***** MATERIAL TO PROCESS *****

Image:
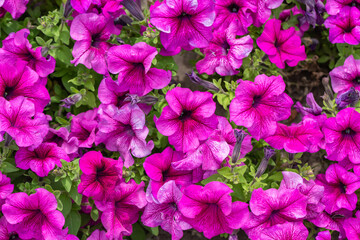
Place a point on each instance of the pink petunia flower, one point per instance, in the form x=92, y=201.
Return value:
x=20, y=120
x=345, y=26
x=133, y=64
x=209, y=209
x=18, y=50
x=34, y=216
x=340, y=186
x=188, y=119
x=91, y=31
x=225, y=53
x=99, y=177
x=282, y=46
x=42, y=159
x=260, y=104
x=165, y=213
x=124, y=130
x=342, y=136
x=185, y=24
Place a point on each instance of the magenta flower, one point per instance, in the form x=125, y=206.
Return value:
x=285, y=231
x=184, y=24
x=340, y=186
x=42, y=159
x=133, y=64
x=124, y=130
x=18, y=50
x=99, y=177
x=209, y=209
x=225, y=53
x=303, y=137
x=91, y=31
x=123, y=209
x=343, y=78
x=84, y=127
x=165, y=212
x=188, y=119
x=282, y=46
x=345, y=26
x=236, y=12
x=35, y=216
x=273, y=207
x=159, y=169
x=20, y=120
x=342, y=136
x=259, y=105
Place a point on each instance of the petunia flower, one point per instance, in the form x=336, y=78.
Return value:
x=165, y=212
x=124, y=130
x=100, y=175
x=133, y=64
x=271, y=207
x=302, y=137
x=340, y=186
x=20, y=120
x=188, y=119
x=185, y=24
x=285, y=231
x=225, y=53
x=42, y=159
x=345, y=26
x=260, y=104
x=91, y=33
x=122, y=210
x=209, y=209
x=18, y=50
x=346, y=76
x=235, y=12
x=342, y=136
x=34, y=216
x=282, y=46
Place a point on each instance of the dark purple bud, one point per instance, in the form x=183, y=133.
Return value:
x=134, y=9
x=71, y=100
x=348, y=98
x=197, y=80
x=240, y=136
x=123, y=20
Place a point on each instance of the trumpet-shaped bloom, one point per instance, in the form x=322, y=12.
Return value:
x=99, y=177
x=342, y=136
x=133, y=64
x=124, y=130
x=42, y=159
x=340, y=186
x=165, y=212
x=91, y=31
x=34, y=216
x=122, y=210
x=273, y=207
x=236, y=12
x=209, y=209
x=259, y=105
x=185, y=24
x=225, y=53
x=159, y=168
x=347, y=76
x=285, y=231
x=18, y=50
x=345, y=26
x=19, y=119
x=188, y=119
x=282, y=46
x=303, y=137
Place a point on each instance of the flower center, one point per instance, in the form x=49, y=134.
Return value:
x=234, y=8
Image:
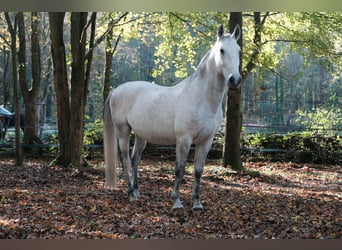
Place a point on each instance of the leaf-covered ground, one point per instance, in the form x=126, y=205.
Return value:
x=285, y=201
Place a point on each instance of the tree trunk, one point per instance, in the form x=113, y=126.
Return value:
x=110, y=50
x=6, y=85
x=13, y=30
x=56, y=21
x=231, y=152
x=78, y=92
x=30, y=93
x=70, y=127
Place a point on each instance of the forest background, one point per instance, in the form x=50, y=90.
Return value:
x=291, y=65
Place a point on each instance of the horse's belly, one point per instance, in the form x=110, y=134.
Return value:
x=155, y=127
x=156, y=135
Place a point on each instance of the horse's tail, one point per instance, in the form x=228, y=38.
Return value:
x=110, y=147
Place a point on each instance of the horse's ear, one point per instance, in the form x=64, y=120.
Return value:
x=220, y=32
x=237, y=32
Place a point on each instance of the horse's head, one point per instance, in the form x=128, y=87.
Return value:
x=227, y=56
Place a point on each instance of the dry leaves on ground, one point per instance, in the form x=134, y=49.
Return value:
x=285, y=201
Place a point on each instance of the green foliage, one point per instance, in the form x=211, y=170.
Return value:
x=93, y=133
x=322, y=120
x=295, y=147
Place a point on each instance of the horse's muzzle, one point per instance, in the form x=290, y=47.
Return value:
x=234, y=82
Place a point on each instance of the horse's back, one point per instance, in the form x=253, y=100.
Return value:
x=149, y=110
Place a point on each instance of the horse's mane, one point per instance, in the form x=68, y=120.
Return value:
x=202, y=65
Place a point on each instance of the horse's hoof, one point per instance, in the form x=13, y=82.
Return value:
x=177, y=206
x=197, y=207
x=133, y=198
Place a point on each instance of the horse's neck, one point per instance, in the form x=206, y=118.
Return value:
x=211, y=83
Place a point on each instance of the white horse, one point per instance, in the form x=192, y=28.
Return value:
x=189, y=112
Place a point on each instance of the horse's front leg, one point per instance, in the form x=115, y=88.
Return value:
x=123, y=137
x=139, y=146
x=182, y=150
x=200, y=157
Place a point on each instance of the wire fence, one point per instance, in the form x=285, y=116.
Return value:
x=267, y=118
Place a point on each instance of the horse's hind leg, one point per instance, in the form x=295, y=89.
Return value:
x=200, y=157
x=123, y=137
x=182, y=150
x=139, y=146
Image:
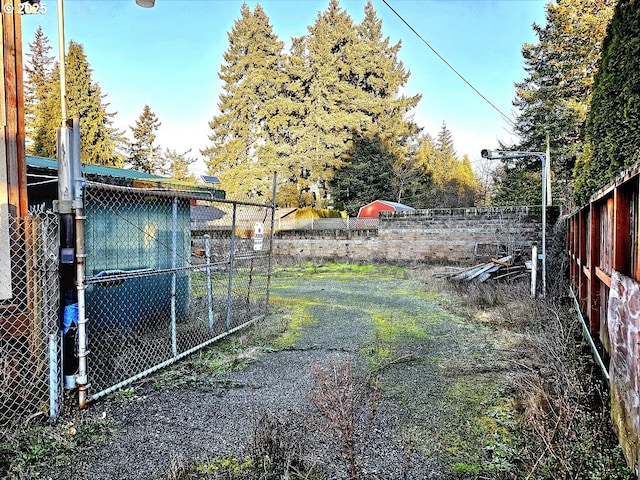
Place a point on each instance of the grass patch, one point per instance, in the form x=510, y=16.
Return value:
x=298, y=318
x=25, y=451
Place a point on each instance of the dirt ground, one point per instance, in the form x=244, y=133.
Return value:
x=437, y=401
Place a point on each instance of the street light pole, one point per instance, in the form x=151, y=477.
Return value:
x=500, y=155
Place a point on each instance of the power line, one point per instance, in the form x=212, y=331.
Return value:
x=503, y=115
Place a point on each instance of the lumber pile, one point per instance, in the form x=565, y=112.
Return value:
x=496, y=269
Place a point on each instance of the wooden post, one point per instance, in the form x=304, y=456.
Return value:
x=12, y=149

*****

## AIM OF THE EXERCISE
Where a picture appears, omit it; otherwise reproduce each line above from the first to the one with "Place a point on each instance of the leaf-covered", inclusive.

## YOUR SOLUTION
Image:
Place a point on each instance of the pink petunia flower, one point per instance, in the form x=92, y=201.
Return value:
x=20, y=120
x=345, y=26
x=133, y=64
x=209, y=209
x=18, y=50
x=34, y=216
x=340, y=186
x=188, y=119
x=91, y=31
x=225, y=53
x=99, y=177
x=282, y=46
x=42, y=159
x=260, y=104
x=165, y=213
x=124, y=130
x=342, y=136
x=185, y=24
Place a point on each instance of the magenta flower, one point per instance, in the form x=125, y=206.
Return value:
x=285, y=231
x=184, y=24
x=340, y=186
x=42, y=159
x=133, y=64
x=124, y=130
x=18, y=50
x=99, y=177
x=209, y=209
x=225, y=53
x=303, y=137
x=91, y=31
x=123, y=209
x=343, y=78
x=84, y=127
x=165, y=212
x=188, y=119
x=282, y=46
x=345, y=26
x=236, y=12
x=35, y=216
x=273, y=207
x=159, y=169
x=20, y=120
x=342, y=136
x=259, y=105
Place a point on each instance of the petunia flower, one point per instance, in the form x=336, y=78.
Return value:
x=165, y=212
x=124, y=130
x=100, y=175
x=133, y=64
x=271, y=207
x=302, y=137
x=340, y=186
x=20, y=120
x=188, y=119
x=185, y=24
x=285, y=231
x=225, y=53
x=42, y=159
x=345, y=26
x=260, y=104
x=91, y=33
x=122, y=210
x=209, y=209
x=18, y=50
x=346, y=76
x=235, y=12
x=342, y=136
x=34, y=216
x=282, y=46
Place a point on each instance of the dark purple bud, one point per instance, in the form x=183, y=133.
Return value:
x=134, y=9
x=71, y=100
x=348, y=98
x=197, y=80
x=240, y=136
x=123, y=20
Place a point on each instance of the trumpet-shaped bloom, one point per instance, in the form x=322, y=12.
Return value:
x=99, y=177
x=342, y=136
x=133, y=64
x=124, y=130
x=42, y=159
x=340, y=186
x=165, y=212
x=91, y=31
x=34, y=216
x=122, y=210
x=273, y=207
x=236, y=12
x=209, y=209
x=259, y=105
x=185, y=24
x=225, y=53
x=159, y=168
x=347, y=76
x=285, y=231
x=18, y=50
x=345, y=26
x=19, y=119
x=188, y=119
x=282, y=46
x=303, y=137
Place a point on each instance of the flower center, one point per instance, in the form x=49, y=134.
Return value:
x=234, y=8
Image:
Place a point on each instance of the leaf-covered ground, one point per instance, in the form x=126, y=205.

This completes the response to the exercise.